_Source information_

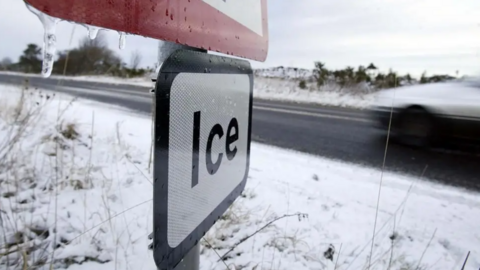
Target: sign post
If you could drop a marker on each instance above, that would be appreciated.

==

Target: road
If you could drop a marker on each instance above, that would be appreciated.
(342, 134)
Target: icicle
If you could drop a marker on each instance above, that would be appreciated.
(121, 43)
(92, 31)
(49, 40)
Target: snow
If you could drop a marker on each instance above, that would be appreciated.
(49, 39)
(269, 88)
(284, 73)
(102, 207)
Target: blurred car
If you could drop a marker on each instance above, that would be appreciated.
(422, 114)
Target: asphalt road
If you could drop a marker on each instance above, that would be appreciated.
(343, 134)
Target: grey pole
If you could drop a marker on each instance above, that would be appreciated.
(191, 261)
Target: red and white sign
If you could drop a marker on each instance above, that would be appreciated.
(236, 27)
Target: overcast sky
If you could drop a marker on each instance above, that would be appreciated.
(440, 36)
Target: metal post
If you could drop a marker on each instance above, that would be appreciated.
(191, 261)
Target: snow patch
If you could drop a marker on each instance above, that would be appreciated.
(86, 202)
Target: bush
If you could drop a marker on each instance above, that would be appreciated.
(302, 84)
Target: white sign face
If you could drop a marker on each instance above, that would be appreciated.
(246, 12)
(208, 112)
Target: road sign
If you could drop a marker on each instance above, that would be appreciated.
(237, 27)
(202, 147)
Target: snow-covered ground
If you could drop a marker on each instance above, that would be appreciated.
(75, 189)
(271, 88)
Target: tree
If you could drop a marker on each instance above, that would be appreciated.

...

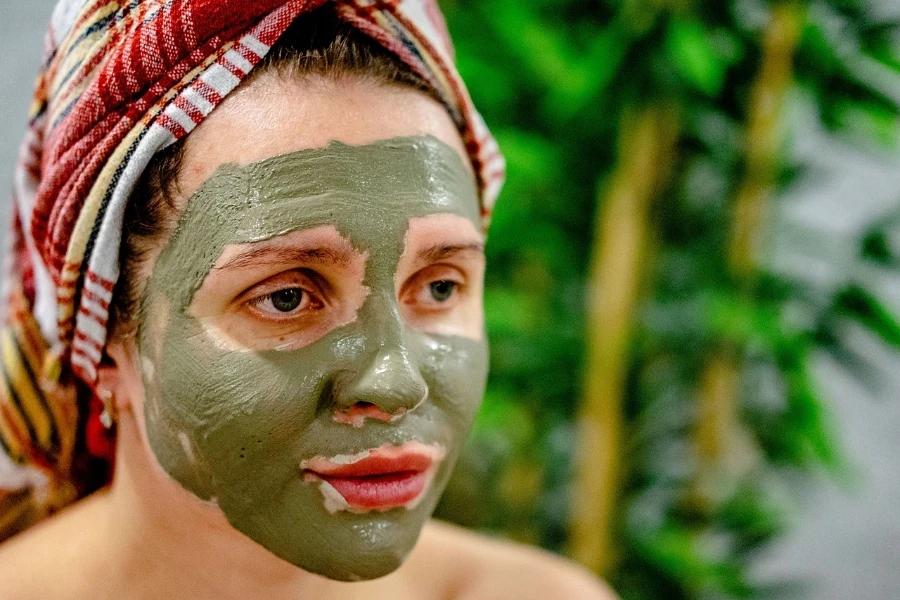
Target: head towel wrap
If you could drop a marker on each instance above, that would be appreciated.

_How to complete this task_
What lines of the data contain the string "road"? List them.

_Solution to this exercise_
Target: road
Target: asphalt road
Target: road sign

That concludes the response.